Rupee, too, is fiat money, which means that the pieces of paper in your wallet do not have intrinsic value. Whatever value it holds boils down to the currency’s backing of the government (in the visible form of the governor’s promise on the note) and the market’s trust in the monetary system (in the invisible form of exchange of goods and services for paper).

All this leads to an important question that even famous economists—from Marx to Krugman—have struggled to answer in concrete terms.

What really is money?

The motorcycle economist

“What exactly is money?” the historian Niall Ferguson asked in the introduction of his book The Ascent of Money: A Financial History of the World. “Bread, cash, dosh, dough, loot, lucre, moolah, readies, the wherewithal: Call it what you like, money matters. To Christians, the love of it is the root of all evil. To generals, it is the sinews of war; to revolutionaries, the shackles of labour. But what exactly is money?”

Let us start our search for the meaning of money in August 1914, when a lanky young economist undertook a 100km motorcycle journey from Cambridge to London to save the British Empire.

John Maynard Keynes, 31, was a gifted mathematician who had spent the previous year in the India Office in London, studying the colony’s rather crude monetary system. In his 260-page book Indian Currency and Finance, he argued that India’s currency need not be convertible to gold in matters regarding internal trade. This was a radical view, because gold was considered the safest repository of value—an asset universally recognised.

The value of all sovereign paper currency lay in the promise that one could take it to the central bank and obtain gold in exchange. This gold standard required that the central bank keep a fixed amount of gold for every unit of paper currency issued. The system worked like insurance. As former US president Herbert Hoover said, “We have gold because we cannot trust governments.”

Keynes’s book sold less than 1,000 copies, but its subtle inventiveness impressed key figures in the government. Keynes hitched a ride from Cambridge (where he studied) to London as a government officer “wanted to pick your brains for your country’s benefit”.

In August 1914, London was in panic. Barely two months before, a young Yugoslav nationalist had shot dead the heir to the throne of the sprawling Austro-Hungarian Empire—an act that would trigger World War I, but whose first effect was a pan-European banking crisis. The political uncertainties caused by the assassination had made investors and traders dump paper currencies and take refuge in the security offered by gold.

Standing tall: Keynes’s study of Indian currency in 1913 impressed key government people in London | Getty Images Standing tall: Keynes’s study of Indian currency in 1913 impressed key government people in London | Getty Images

Since the pound sterling was the dominant currency, Britain’s central bank, the Bank of England, gradually went into a squeeze. Volatile currencies across Europe were being converted to pound, and then presented to the Bank of England in demand of gold. The bank was bleeding bullions, as the crisis forced governments across Europe to withdraw gold from London to shore up their own central banks. The vaunted stiff upper lip quivered and the Brits themselves liquidated their paper-money positions. In just three days, the bank lost two-thirds of its gold reserves.

▶ _Entries shown_:

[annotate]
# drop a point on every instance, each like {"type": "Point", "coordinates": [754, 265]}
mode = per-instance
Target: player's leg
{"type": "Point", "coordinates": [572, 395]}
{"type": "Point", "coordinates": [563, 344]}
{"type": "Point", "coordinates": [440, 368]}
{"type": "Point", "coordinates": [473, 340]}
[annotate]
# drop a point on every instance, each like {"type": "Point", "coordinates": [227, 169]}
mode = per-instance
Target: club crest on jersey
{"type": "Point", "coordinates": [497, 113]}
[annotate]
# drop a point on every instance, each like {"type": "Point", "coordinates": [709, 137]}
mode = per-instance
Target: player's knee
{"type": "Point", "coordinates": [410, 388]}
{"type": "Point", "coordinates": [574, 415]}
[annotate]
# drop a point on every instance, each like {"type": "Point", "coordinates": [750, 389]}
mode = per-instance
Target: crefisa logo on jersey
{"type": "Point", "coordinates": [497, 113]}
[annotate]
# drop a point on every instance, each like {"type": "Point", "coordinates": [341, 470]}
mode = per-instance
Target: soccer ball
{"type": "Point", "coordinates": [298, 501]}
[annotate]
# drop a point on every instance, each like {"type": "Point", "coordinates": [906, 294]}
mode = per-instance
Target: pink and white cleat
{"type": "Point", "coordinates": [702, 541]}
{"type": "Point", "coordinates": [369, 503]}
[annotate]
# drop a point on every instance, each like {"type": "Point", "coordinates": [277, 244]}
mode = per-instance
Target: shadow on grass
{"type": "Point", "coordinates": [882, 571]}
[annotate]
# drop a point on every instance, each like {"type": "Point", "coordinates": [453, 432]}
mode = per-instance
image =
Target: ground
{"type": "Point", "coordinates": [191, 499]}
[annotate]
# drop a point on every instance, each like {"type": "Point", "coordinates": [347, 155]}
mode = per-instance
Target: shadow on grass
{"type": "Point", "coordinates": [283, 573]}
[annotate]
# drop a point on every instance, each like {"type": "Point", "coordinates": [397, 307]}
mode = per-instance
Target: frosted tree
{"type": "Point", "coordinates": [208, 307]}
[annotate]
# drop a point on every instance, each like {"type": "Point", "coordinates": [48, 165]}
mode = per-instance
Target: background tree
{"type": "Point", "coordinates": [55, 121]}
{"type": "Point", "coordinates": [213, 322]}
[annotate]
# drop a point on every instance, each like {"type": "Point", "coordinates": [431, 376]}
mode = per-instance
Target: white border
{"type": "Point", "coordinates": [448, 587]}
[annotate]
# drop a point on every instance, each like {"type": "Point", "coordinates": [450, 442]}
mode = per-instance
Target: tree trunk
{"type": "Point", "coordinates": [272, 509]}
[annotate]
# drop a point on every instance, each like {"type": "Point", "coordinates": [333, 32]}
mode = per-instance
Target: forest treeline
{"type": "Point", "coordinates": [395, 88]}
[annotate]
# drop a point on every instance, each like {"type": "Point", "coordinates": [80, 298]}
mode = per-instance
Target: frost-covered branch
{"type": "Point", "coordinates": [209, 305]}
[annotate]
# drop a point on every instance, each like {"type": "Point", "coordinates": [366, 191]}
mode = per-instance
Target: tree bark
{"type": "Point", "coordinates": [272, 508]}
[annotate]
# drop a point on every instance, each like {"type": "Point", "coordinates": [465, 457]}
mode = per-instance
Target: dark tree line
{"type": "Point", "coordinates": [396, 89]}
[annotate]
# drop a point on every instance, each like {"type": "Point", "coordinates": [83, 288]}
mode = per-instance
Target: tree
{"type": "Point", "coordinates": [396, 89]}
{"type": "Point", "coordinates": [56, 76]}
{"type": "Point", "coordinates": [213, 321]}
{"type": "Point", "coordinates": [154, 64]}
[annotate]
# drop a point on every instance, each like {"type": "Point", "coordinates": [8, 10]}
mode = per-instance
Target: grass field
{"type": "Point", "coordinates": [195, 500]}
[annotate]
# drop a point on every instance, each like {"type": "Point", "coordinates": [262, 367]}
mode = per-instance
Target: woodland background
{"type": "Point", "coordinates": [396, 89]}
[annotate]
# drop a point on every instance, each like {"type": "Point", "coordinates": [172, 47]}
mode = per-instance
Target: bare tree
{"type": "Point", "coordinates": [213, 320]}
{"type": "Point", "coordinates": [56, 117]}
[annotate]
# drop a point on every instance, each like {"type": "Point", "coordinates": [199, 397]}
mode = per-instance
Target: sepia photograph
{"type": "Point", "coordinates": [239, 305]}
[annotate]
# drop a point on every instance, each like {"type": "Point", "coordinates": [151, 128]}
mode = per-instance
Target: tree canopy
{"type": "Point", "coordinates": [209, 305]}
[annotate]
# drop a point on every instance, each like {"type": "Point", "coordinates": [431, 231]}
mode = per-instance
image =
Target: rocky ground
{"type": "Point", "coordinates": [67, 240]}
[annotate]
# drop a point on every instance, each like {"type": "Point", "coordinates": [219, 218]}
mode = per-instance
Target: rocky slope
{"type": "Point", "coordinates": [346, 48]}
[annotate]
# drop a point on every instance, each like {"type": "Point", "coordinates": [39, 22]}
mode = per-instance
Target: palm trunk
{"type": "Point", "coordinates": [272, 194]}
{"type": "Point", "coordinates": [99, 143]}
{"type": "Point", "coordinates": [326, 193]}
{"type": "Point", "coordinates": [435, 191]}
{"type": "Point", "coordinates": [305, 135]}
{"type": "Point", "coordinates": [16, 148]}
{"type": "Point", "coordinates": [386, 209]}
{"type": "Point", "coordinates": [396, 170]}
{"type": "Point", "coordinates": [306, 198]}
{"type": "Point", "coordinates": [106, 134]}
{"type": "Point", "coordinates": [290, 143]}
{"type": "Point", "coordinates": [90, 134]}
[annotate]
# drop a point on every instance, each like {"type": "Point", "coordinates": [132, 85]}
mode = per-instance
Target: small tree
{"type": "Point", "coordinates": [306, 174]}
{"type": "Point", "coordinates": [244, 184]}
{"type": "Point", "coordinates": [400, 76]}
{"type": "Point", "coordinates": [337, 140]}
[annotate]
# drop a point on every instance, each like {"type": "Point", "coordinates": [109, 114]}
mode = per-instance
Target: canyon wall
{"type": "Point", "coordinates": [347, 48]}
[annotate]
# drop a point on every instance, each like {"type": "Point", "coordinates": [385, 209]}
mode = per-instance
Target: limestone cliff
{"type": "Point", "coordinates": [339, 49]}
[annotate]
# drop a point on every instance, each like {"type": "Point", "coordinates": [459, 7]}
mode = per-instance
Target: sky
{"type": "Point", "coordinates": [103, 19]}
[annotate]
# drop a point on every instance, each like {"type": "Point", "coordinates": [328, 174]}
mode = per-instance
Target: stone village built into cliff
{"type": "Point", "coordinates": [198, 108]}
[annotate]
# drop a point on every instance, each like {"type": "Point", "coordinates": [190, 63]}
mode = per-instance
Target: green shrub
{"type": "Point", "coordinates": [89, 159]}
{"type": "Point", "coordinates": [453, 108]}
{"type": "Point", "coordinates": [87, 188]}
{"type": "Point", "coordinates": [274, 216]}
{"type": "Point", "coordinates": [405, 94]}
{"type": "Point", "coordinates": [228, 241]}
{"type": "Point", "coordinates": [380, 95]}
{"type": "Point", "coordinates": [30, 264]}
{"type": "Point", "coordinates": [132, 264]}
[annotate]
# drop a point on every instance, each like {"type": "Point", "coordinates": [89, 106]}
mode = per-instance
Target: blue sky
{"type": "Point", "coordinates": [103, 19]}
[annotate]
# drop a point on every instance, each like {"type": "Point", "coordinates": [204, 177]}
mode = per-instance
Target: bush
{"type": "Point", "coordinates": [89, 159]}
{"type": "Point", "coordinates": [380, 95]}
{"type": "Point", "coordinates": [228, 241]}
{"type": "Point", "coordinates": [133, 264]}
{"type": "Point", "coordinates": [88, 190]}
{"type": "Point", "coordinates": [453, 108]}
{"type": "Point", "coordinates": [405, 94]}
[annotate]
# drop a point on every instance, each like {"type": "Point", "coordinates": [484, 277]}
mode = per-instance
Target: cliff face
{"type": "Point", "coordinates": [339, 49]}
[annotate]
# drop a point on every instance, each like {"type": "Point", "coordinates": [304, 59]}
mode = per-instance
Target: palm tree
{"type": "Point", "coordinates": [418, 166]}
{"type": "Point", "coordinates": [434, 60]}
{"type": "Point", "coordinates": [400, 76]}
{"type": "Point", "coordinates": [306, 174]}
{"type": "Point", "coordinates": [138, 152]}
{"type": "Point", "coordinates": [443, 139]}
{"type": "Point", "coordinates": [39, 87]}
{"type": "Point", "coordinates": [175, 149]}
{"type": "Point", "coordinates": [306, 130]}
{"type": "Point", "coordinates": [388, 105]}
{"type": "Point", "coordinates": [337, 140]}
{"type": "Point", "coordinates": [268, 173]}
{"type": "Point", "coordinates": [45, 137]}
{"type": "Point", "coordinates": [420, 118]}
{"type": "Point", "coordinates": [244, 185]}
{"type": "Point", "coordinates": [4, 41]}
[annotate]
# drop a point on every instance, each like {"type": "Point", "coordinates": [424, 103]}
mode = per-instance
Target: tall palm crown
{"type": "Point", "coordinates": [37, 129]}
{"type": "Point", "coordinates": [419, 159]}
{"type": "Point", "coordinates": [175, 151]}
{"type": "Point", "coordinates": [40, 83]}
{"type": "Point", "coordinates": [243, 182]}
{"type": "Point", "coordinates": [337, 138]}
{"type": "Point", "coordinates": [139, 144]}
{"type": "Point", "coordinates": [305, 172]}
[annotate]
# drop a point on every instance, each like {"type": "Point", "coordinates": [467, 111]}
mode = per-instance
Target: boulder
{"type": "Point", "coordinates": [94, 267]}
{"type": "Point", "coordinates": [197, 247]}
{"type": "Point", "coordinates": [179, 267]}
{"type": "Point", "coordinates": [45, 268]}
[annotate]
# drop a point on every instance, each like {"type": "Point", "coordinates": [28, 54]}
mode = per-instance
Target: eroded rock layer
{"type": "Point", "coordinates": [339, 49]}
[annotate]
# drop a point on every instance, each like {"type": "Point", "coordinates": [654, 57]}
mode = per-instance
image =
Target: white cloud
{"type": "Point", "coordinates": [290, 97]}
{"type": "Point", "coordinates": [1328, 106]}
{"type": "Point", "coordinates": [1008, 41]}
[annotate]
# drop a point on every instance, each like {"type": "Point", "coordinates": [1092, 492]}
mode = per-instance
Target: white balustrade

▶ _Task to carry out_:
Copy word for word the part of the text on money above, starting with "Let us start" and going on through "the British Empire.".

▶ _Problem solution_:
Let us start our search for the meaning of money in August 1914, when a lanky young economist undertook a 100km motorcycle journey from Cambridge to London to save the British Empire.